▶ [GOAL]
Pick up the fan letter and editor's reply below about Sunderland keeping faith in manager Jack Ross, and carry it on from its final sentence.

▶ [TEXT EXTRACT]
---------------

RR reader Andrew thinks that those doubting Jack Ross should take a look at how Norwich stuck by Daniel Farke when he didn’t deliver instant success. Fair comparison or not? Email us: RokerReport@yahoo.co.uk!

Norwich City v Blackburn Rovers - Sky Bet Championship Photo by Stephen Pond/Getty Images

Dear Roker Report,

I have recently changed my TV provider so treated myself over the last week or so to Sunderland til I die on Netflix - I had to watch it over a few nights as you can only take so much angst in one sitting.

My overall impression was the eternal optimism of us Mackems and the ability of our team to help this feeling (comeback against Bristol/Derby County result) only to dash it with no run of consistency.

Looking at it one year on and a similar story albeit towards the top of (yes) a lower league. Just after Sunderland til I Die ended there was talk of us hiring Chris Wilder (wonder what he is doing next season?).

Of course I would take promotion through the play-offs, but come what may the last thing we should do is change manager. Promoted or not there will be player changes, some sold, some bought loanees returned and brought in, and youngsters tried out.

Looking at the two teams promoted from the Championship so far this season, Norwich and Sheffield United, where were they in the Championship last year? With family in Norwich I know many fans were asking for their manager’s head a year ago - they ain’t now.

Keep the faith.

Andrew Bailey

Ed’s Note [Gav]: Good points all round. There is maybe something in what has happened with Norwich. Their fans were properly split on Farke at one stage and it looked like pressure would see him lose his job, but he was given the time to mould his squad properly and out of nowhere they’ve earned promotion.

That’s not to say that the exact same thing will happen to Jack Ross at Sunderland, but it is a reminder that sometimes the club has to back the man in charge to make it work.

If Sunderland don’t go up then there’ll be a full blown inquest into what went wrong for us this season. But, until all is said and done, that surely can’t occur yet. All we can do at this stage is place faith in the manager and players to get the job done.

---------------

▶ [DATA SEGMENT]
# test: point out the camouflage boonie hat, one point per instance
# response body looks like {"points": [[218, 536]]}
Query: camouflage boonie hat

---------------

▶ [ANSWER BELOW]
Sunderland AFC via Getty Images

Dear Roker Report,

To say that the defeat at Fleetwood was disappointing is surely an understatement. Our failure to beat Portsmouth in the last home game, in what was in effect a must-win affair was always going to mean that we’d only have a very slim chance of automatic promotion. Still, to have that chance finally taken away in the manner we did at Highbury was a bit of a kick in the teeth, while the fact that it was against a side managed by ex-Mag Joey Barton tended to add insult to injury. It’s my guess that Mr Barton may well have had a quiet chuckle to himself after the game, and to be honest, who could really blame him?

The harsh fact is that the league table doesn’t lie, and while our early-season form suggested that we may make it back to the Championship at the first attempt, it’s a team’s form over THE WHOLE of the season which counts. Sadly, we just haven’t been consistent enough to justify a top-two placing.

We have been consistent in one respect: drawing games. But, the rather alarming stat of nineteen league draws says an awful lot, it’s certainly not really associated with a side which has genuine promotion ambitions. Only Barnsley and Luton have really displayed the sort of consistency necessary for success, and as such they deserve to be where they are right now.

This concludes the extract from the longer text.